• [Task prompt]
Restate the following entries exactly. Keep the pictures out.

• [Entries supplied]
__________________________________________________

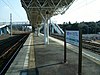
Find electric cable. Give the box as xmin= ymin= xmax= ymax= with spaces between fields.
xmin=1 ymin=0 xmax=22 ymax=19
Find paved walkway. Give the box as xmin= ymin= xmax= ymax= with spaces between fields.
xmin=5 ymin=33 xmax=100 ymax=75
xmin=33 ymin=34 xmax=100 ymax=75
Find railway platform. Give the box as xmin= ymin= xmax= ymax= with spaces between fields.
xmin=5 ymin=33 xmax=100 ymax=75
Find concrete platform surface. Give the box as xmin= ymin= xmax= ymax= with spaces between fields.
xmin=5 ymin=33 xmax=100 ymax=75
xmin=33 ymin=34 xmax=100 ymax=75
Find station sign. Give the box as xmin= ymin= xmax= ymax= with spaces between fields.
xmin=64 ymin=30 xmax=82 ymax=75
xmin=66 ymin=30 xmax=79 ymax=46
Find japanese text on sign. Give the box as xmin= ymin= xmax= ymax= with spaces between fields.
xmin=66 ymin=31 xmax=79 ymax=46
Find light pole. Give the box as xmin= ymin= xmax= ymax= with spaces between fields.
xmin=10 ymin=13 xmax=12 ymax=36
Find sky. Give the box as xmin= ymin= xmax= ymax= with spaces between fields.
xmin=51 ymin=0 xmax=100 ymax=24
xmin=0 ymin=0 xmax=100 ymax=24
xmin=0 ymin=0 xmax=28 ymax=22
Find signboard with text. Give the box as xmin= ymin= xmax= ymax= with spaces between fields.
xmin=66 ymin=30 xmax=79 ymax=46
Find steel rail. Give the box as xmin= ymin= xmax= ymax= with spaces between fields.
xmin=50 ymin=34 xmax=100 ymax=55
xmin=0 ymin=35 xmax=28 ymax=75
xmin=0 ymin=35 xmax=23 ymax=56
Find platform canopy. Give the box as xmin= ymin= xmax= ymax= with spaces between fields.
xmin=21 ymin=0 xmax=75 ymax=27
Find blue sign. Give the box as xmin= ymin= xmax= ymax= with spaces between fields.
xmin=66 ymin=31 xmax=79 ymax=46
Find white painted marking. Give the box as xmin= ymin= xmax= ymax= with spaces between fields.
xmin=40 ymin=33 xmax=100 ymax=65
xmin=24 ymin=34 xmax=32 ymax=68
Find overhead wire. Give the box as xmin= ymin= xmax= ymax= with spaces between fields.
xmin=6 ymin=0 xmax=28 ymax=21
xmin=1 ymin=0 xmax=22 ymax=20
xmin=63 ymin=0 xmax=100 ymax=23
xmin=65 ymin=0 xmax=97 ymax=14
xmin=0 ymin=18 xmax=7 ymax=21
xmin=6 ymin=0 xmax=23 ymax=19
xmin=0 ymin=1 xmax=6 ymax=22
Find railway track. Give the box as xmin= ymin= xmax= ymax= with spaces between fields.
xmin=82 ymin=41 xmax=100 ymax=54
xmin=0 ymin=33 xmax=29 ymax=75
xmin=50 ymin=33 xmax=100 ymax=55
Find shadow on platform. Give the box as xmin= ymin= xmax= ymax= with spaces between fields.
xmin=20 ymin=68 xmax=39 ymax=75
xmin=37 ymin=62 xmax=63 ymax=68
xmin=20 ymin=62 xmax=64 ymax=75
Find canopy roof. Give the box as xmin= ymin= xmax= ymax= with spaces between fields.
xmin=21 ymin=0 xmax=75 ymax=27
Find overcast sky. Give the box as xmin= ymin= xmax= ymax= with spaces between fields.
xmin=51 ymin=0 xmax=100 ymax=24
xmin=0 ymin=0 xmax=100 ymax=24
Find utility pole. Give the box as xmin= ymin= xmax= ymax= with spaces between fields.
xmin=10 ymin=13 xmax=12 ymax=36
xmin=78 ymin=29 xmax=82 ymax=75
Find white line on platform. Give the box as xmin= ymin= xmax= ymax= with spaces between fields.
xmin=40 ymin=33 xmax=100 ymax=65
xmin=24 ymin=34 xmax=31 ymax=68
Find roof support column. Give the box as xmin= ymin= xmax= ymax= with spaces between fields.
xmin=44 ymin=19 xmax=47 ymax=44
xmin=37 ymin=26 xmax=40 ymax=36
xmin=38 ymin=10 xmax=48 ymax=44
xmin=44 ymin=12 xmax=49 ymax=45
xmin=47 ymin=17 xmax=49 ymax=44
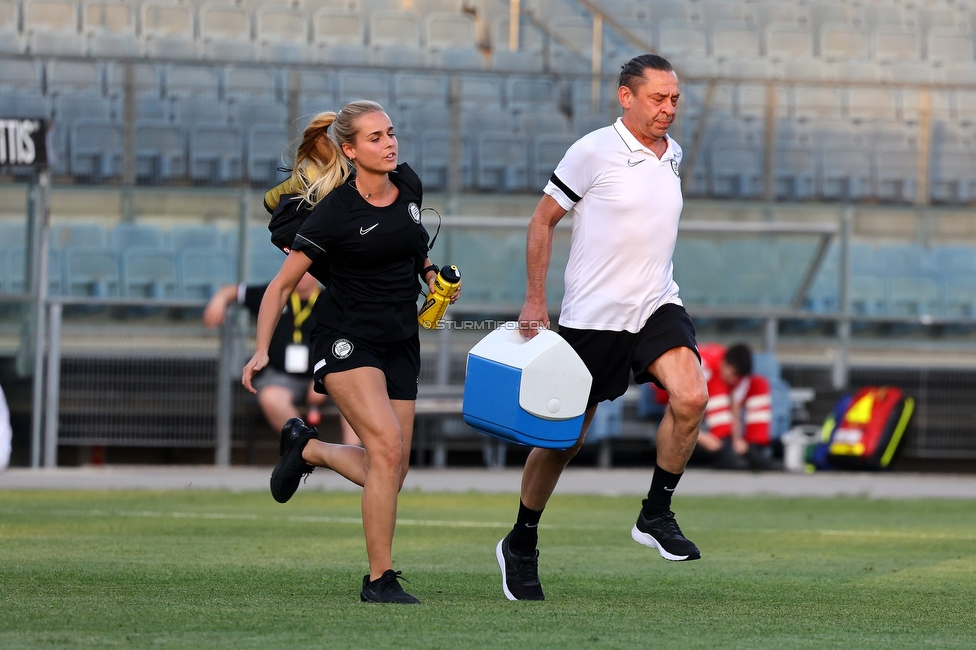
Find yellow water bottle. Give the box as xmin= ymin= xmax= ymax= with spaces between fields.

__________________________________________________

• [Expected answer]
Find electric cable. Give the box as xmin= ymin= xmax= ymax= with spaces between fields.
xmin=1 ymin=0 xmax=22 ymax=19
Find paved walkway. Give the box as xmin= ymin= xmax= ymax= with spaces between fields.
xmin=5 ymin=33 xmax=100 ymax=75
xmin=33 ymin=34 xmax=100 ymax=75
Find railway platform. Give the box as xmin= ymin= xmax= ymax= with spaces between fields.
xmin=5 ymin=33 xmax=100 ymax=75
Find concrete platform surface. Give the box as xmin= ymin= xmax= ymax= with spaces between fields.
xmin=5 ymin=33 xmax=100 ymax=75
xmin=33 ymin=34 xmax=100 ymax=75
Find station sign. Give the box as xmin= ymin= xmax= ymax= with spaces between fields.
xmin=64 ymin=30 xmax=82 ymax=75
xmin=66 ymin=30 xmax=79 ymax=46
Find japanese text on sign. Give the box as xmin= ymin= xmax= ymax= with spaces between fields.
xmin=66 ymin=31 xmax=79 ymax=46
Find light pole. Give the box as xmin= ymin= xmax= ymax= with spaces between fields.
xmin=10 ymin=13 xmax=12 ymax=36
Find sky. Give the box as xmin= ymin= xmax= ymax= with spaces between fields.
xmin=51 ymin=0 xmax=100 ymax=24
xmin=0 ymin=0 xmax=100 ymax=24
xmin=0 ymin=0 xmax=28 ymax=22
Find signboard with text. Give the box as xmin= ymin= xmax= ymax= with spaces between fields.
xmin=66 ymin=30 xmax=79 ymax=46
Find steel rail. Give the box as xmin= ymin= xmax= ymax= with spaces between fields.
xmin=50 ymin=34 xmax=100 ymax=55
xmin=0 ymin=35 xmax=28 ymax=75
xmin=0 ymin=35 xmax=23 ymax=56
Find platform canopy. Give the box as xmin= ymin= xmax= ymax= with spaces between fields.
xmin=21 ymin=0 xmax=75 ymax=27
Find blue sign. Give the box as xmin= ymin= xmax= ymax= with spaces between fields.
xmin=66 ymin=31 xmax=79 ymax=46
Find white painted marking. Give the box as xmin= ymin= xmax= ymax= with spaces between fields.
xmin=40 ymin=33 xmax=100 ymax=65
xmin=24 ymin=34 xmax=32 ymax=68
Find overhead wire. Give the box as xmin= ymin= xmax= ymax= with spaces between fields.
xmin=6 ymin=0 xmax=28 ymax=21
xmin=1 ymin=0 xmax=22 ymax=20
xmin=63 ymin=0 xmax=100 ymax=23
xmin=65 ymin=0 xmax=97 ymax=14
xmin=0 ymin=18 xmax=7 ymax=21
xmin=6 ymin=0 xmax=23 ymax=19
xmin=0 ymin=1 xmax=6 ymax=22
Find railway track. Give the box as xmin= ymin= xmax= ymax= with spaces between fields.
xmin=82 ymin=41 xmax=100 ymax=54
xmin=0 ymin=33 xmax=29 ymax=75
xmin=50 ymin=33 xmax=100 ymax=55
Find shadow on platform. Give the box as xmin= ymin= xmax= ymax= with spaces between fields.
xmin=20 ymin=68 xmax=39 ymax=75
xmin=37 ymin=62 xmax=63 ymax=68
xmin=20 ymin=62 xmax=64 ymax=75
Find canopy roof. Give the box as xmin= ymin= xmax= ymax= with spaces between fields.
xmin=21 ymin=0 xmax=75 ymax=27
Find overcast sky. Give the box as xmin= ymin= xmax= ymax= with spaces between fields.
xmin=51 ymin=0 xmax=100 ymax=24
xmin=0 ymin=0 xmax=100 ymax=24
Find utility pole. Give the box as xmin= ymin= xmax= ymax= with spaces between fields.
xmin=10 ymin=13 xmax=12 ymax=36
xmin=78 ymin=29 xmax=82 ymax=75
Find white line on platform. Give the box as xmin= ymin= xmax= ymax= with spaces between fields.
xmin=40 ymin=33 xmax=100 ymax=65
xmin=24 ymin=34 xmax=31 ymax=68
Find roof support column. Give the box as xmin= ymin= xmax= ymax= with spaces between fields.
xmin=44 ymin=19 xmax=47 ymax=44
xmin=37 ymin=26 xmax=40 ymax=36
xmin=38 ymin=10 xmax=48 ymax=44
xmin=44 ymin=12 xmax=49 ymax=45
xmin=47 ymin=17 xmax=49 ymax=44
Find yellow water bottle. Give the box as xmin= ymin= xmax= ymax= with spaces between fields.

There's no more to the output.